Passage shown:

=====

NOW, THEREFORE, the Parties agree as follows:
1Assets in Russia
1.1In derogation to Sections 8.1 and 8.2.1 of the SAPA, the Parties agree that the Sold Assets in relation to Russia comprise a cash amount of RUB 90,923,735, reflecting the cash received after 1 January 2022 by the Russian Asset Seller as advance payments for products exclusively relating to the KaVo Dental Business in Russia ("Russian Cash"), it being understood that the Russian Cash shall not be taken into account in the Closing Date Statements and the adjustments to be made to the Preliminary Purchase Price.

=====

Extracted material:
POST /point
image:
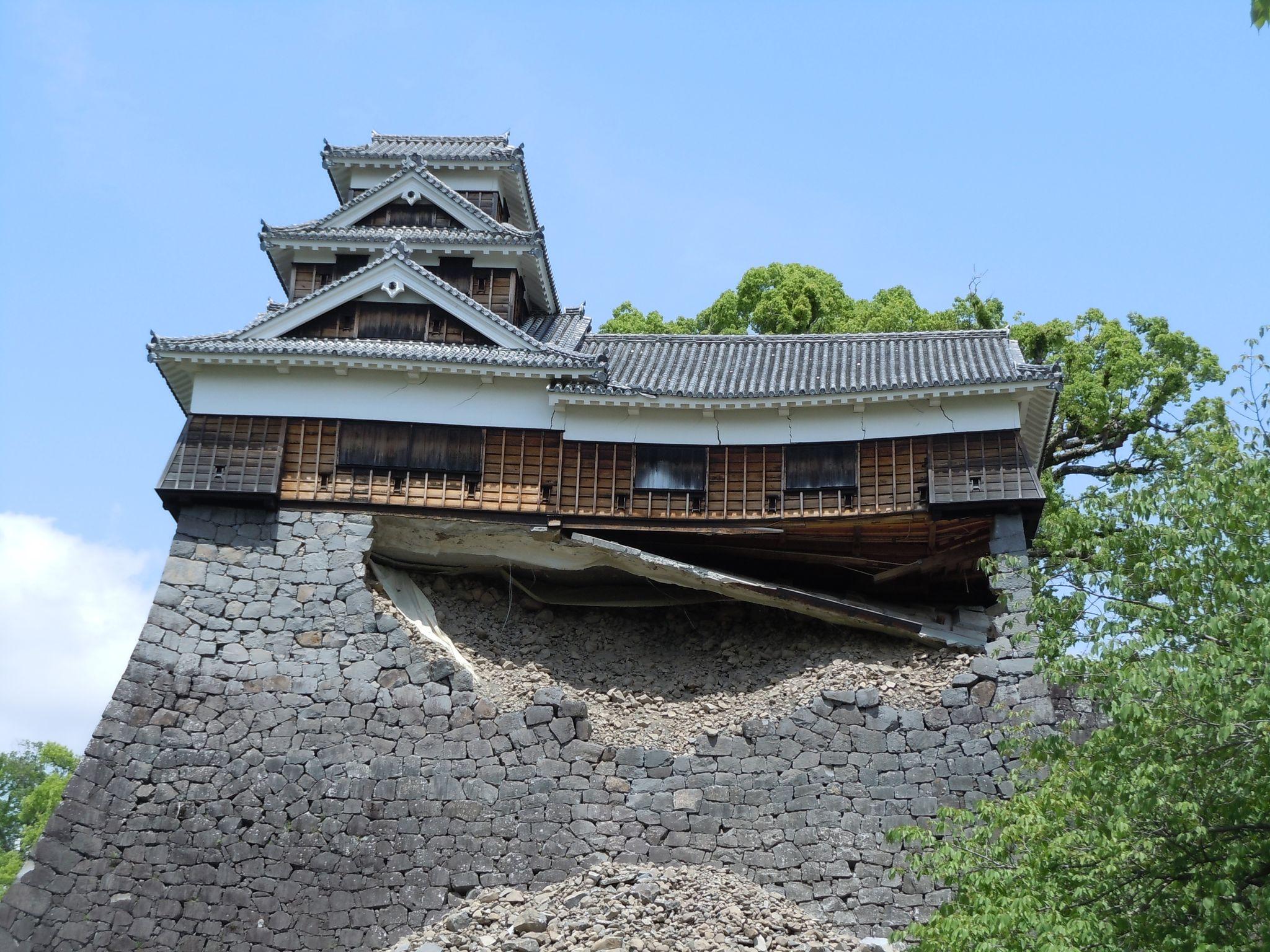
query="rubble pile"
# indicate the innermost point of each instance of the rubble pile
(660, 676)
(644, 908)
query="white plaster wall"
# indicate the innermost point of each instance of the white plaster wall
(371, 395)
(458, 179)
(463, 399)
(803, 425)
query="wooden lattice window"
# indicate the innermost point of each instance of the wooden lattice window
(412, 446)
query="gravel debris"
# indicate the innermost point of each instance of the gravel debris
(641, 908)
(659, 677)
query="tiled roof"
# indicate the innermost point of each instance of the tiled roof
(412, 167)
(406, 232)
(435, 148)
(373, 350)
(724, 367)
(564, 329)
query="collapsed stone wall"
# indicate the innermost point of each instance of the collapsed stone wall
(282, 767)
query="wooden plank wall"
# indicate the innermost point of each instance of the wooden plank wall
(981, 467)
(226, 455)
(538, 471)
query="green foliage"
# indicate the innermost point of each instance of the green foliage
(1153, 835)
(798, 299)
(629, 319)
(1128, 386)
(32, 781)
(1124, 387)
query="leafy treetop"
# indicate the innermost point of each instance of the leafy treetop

=====

Carry on the agreement clause on assets in Russia, starting right after its last sentence. You can set the rows aside.

Exercise answer:
1.2The Seller Parent undertakes to procure that the assets listed in Exhibit 1 ("Russian Assets") will be transferred from the Russian Asset Seller to the Russian Asset Purchaser pursuant to that certain Russian Transfer Agreement in accordance with the relevant provisions of the SAPA, unless such transfer already occurred. For the avoidance of doubt, the Parties mutually agree that no liabilities - other than those listed in Exhibit 1 - will be transferred in Russia. In case the Russian Assets are not transferred by the Russian Asset
Seller to the Russian Asset Purchaser, the Seller Parent shall, upon written request by the Purchaser, cause the Russian Asset Seller to take all action and measures required to transfer such assets and, if such transfer cannot be effected within four weeks after the request, the Seller Parent shall pay in cash the value (based on the amounts shown in Exhibit 1) of such assets which have not transferred to the Purchaser.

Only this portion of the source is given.